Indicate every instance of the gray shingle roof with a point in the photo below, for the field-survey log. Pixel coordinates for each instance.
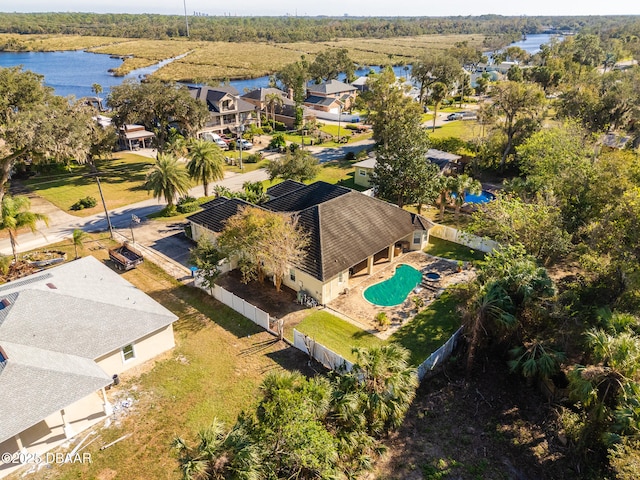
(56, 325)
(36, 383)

==

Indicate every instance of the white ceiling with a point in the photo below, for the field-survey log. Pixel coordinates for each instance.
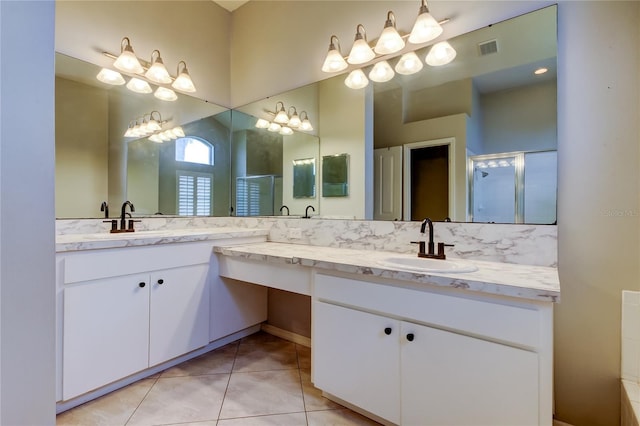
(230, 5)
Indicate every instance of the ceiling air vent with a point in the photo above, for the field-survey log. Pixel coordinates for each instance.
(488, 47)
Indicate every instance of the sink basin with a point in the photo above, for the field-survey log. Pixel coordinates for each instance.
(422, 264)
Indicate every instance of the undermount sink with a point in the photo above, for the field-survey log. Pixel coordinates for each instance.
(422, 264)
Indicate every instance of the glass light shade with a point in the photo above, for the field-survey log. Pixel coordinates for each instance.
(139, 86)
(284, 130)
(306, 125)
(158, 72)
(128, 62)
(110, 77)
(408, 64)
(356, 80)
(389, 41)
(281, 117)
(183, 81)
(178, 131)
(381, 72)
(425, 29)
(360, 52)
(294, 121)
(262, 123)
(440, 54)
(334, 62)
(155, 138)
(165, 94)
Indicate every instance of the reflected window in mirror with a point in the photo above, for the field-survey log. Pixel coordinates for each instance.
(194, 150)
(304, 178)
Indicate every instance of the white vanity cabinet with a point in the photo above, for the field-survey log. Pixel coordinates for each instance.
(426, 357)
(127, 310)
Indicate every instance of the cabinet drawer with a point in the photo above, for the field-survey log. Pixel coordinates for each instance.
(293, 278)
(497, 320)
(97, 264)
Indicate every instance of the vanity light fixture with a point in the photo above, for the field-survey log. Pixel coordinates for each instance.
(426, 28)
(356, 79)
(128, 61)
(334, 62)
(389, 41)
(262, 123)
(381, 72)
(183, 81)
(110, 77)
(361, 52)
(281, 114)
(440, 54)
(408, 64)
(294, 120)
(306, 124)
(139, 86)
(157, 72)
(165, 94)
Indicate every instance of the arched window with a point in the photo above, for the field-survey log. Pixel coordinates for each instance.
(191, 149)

Given exercise
Count the lines in the entries above that contain the string "light". Treat uppercase and lowercase as different, and reply with the number alone.

Expected answer
2